- Also known as: Slum Cathedral User
- Origin: Salford and Hulme, England
- Genres: Alternative rock
- Years active: 1986–1991, 2009–2021
- Labels: SLR, Play Hard, Midnight Music, Cherry Red
- Past members: Charley Keigher; Sarah Curtis; Jon Chandler; John Eccles; Stuart Owen; Nic Bate; Clarissa Trees;
- Website: www.kingoftheslums.com

= King of the Slums =

British Rock band

King of the Slums were a British alternative rock band. Formed in Greater Manchester in the mid-1980s, the band specialised in a kind of electric violin and guitar-driven rock music, and released their debut single in 1986. Whilst the band earned some critical acclaim from the UK music press, commercial success eluded them and the group disbanded in the early 1990s following the release of their second studio album, Blowzy Weirdos (1991). An album of new material plus some older songs appeared in 2009 credited to both King of the Slums and Slum Cathedral User, which was the original name of the group. Three more albums followed, Manco Diablo (2017), Artgod Dogs (2018) and Encrypted Contemporary Narratives (2020), before the death of frontman Charley Keigher in 2021.

◆ **What is required**
Reproduce the part of the band profile between "King of the Slums were" and "Keigher in 2021.", inclusive. None of the data is needed here.

◆ **Information supplied**
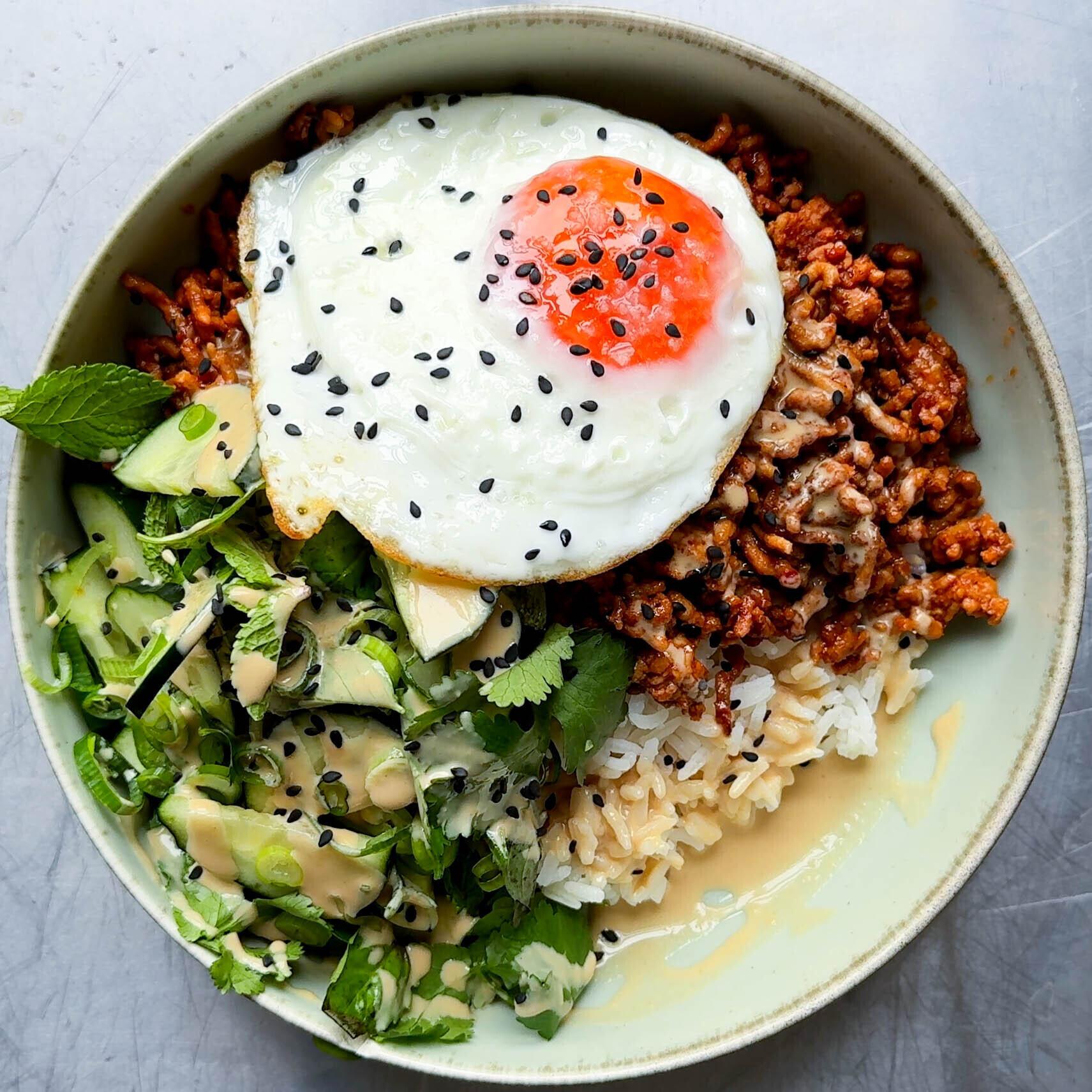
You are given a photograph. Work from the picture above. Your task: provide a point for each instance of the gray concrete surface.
(996, 994)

◆ **Answer to this task**
King of the Slums were a British alternative rock band. Formed in Greater Manchester in the mid-1980s, the band specialised in a kind of electric violin and guitar-driven rock music, and released their debut single in 1986. Whilst the band earned some critical acclaim from the UK music press, commercial success eluded them and the group disbanded in the early 1990s following the release of their second studio album, Blowzy Weirdos (1991). An album of new material plus some older songs appeared in 2009 credited to both King of the Slums and Slum Cathedral User, which was the original name of the group. Three more albums followed, Manco Diablo (2017), Artgod Dogs (2018) and Encrypted Contemporary Narratives (2020), before the death of frontman Charley Keigher in 2021.